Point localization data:
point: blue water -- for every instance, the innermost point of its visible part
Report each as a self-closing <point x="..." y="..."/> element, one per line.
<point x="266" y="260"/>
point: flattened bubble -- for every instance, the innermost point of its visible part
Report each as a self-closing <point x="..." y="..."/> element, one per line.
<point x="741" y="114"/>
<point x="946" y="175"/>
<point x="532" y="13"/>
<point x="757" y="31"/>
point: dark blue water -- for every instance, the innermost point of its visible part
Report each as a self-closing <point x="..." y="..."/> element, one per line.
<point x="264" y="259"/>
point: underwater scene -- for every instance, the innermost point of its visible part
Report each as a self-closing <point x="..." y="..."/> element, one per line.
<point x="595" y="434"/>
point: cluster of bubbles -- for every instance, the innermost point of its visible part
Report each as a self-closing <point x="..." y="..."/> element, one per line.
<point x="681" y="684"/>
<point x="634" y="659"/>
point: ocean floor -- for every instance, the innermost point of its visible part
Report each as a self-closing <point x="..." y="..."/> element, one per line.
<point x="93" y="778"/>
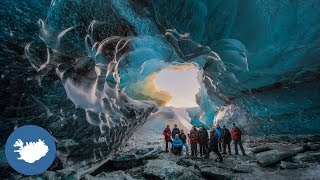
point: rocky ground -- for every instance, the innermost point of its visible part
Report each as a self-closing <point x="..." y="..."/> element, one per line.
<point x="275" y="158"/>
<point x="265" y="160"/>
<point x="269" y="157"/>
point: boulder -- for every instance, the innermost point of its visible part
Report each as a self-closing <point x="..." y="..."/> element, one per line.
<point x="312" y="147"/>
<point x="115" y="175"/>
<point x="128" y="161"/>
<point x="191" y="173"/>
<point x="216" y="173"/>
<point x="289" y="165"/>
<point x="125" y="162"/>
<point x="162" y="169"/>
<point x="310" y="157"/>
<point x="186" y="162"/>
<point x="270" y="157"/>
<point x="261" y="149"/>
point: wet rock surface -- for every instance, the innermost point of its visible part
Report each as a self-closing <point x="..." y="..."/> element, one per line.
<point x="281" y="159"/>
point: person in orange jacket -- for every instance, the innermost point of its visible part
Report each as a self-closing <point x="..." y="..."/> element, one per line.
<point x="167" y="136"/>
<point x="193" y="136"/>
<point x="236" y="136"/>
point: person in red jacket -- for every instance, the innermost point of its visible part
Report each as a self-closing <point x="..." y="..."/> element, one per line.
<point x="167" y="136"/>
<point x="236" y="136"/>
<point x="193" y="136"/>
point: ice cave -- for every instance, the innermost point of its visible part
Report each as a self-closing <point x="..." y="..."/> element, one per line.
<point x="105" y="77"/>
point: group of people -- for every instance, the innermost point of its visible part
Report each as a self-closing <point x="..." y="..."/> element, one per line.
<point x="218" y="141"/>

§ WORK ITEM
From the first line to the last, repeat the records above exactly, leaving out the pictures.

§ ANSWER AREA
point: blue water -- for every instance, the innermost point of its visible part
Report each as a self-closing <point x="..." y="..."/> element, one per line.
<point x="266" y="260"/>
point: flattened bubble -- for every instance, the innermost point of its visible part
Report each as a self-closing <point x="..." y="..."/> element, one per line.
<point x="741" y="114"/>
<point x="946" y="175"/>
<point x="532" y="13"/>
<point x="757" y="31"/>
point: dark blue water -- for every instance, the innermost point of its visible part
Report each as a self-closing <point x="..." y="..."/> element, one per line.
<point x="264" y="259"/>
point: underwater scene -- for every instance, the innermost point of its visible part
Report each as a self-closing <point x="..." y="..."/> element, one per line.
<point x="595" y="434"/>
point: cluster of bubbles -- for every instance, the innermost point of its visible part
Report each as a self-closing <point x="..." y="..."/> element, one per line.
<point x="681" y="684"/>
<point x="634" y="659"/>
point: ocean floor -- for every instance, the innermost point of its visible part
Report each as a self-closing <point x="..." y="..."/> element, one per line.
<point x="93" y="778"/>
point: rocky ground -- for every instance, the innermost point of its visible part
Report each as a self-closing <point x="..." y="..."/> element, one per line.
<point x="275" y="158"/>
<point x="265" y="160"/>
<point x="269" y="157"/>
point: boulder -- for every instance, the innermost point of its visible part
Report each as a self-closing <point x="..." y="..."/> element, one per line.
<point x="312" y="147"/>
<point x="115" y="175"/>
<point x="128" y="161"/>
<point x="191" y="173"/>
<point x="216" y="173"/>
<point x="289" y="165"/>
<point x="125" y="162"/>
<point x="162" y="169"/>
<point x="310" y="157"/>
<point x="186" y="162"/>
<point x="270" y="157"/>
<point x="261" y="149"/>
point: wet rock surface -- for every instance, the innermost point of its visible part
Report each as a self-closing <point x="..." y="..."/> element, one per line.
<point x="281" y="159"/>
point: person in orange jacket -- for every instance, the innermost point of its visible part
Report each as a self-closing <point x="..." y="..."/> element, one per line.
<point x="167" y="136"/>
<point x="193" y="136"/>
<point x="236" y="136"/>
point: person in red jacket -- for every instance, the innermost point of its visible part
Report each as a self-closing <point x="..." y="..."/> element, one per line.
<point x="167" y="136"/>
<point x="236" y="136"/>
<point x="193" y="136"/>
point: ice cave -- for every instance, the innermost point of its visible part
Report each as a self-closing <point x="..." y="..."/> element, one per line.
<point x="105" y="77"/>
point: group of people -- for every instance, the innermost point of its visible part
Report each as a self-closing <point x="..." y="..."/> element, one per line.
<point x="218" y="141"/>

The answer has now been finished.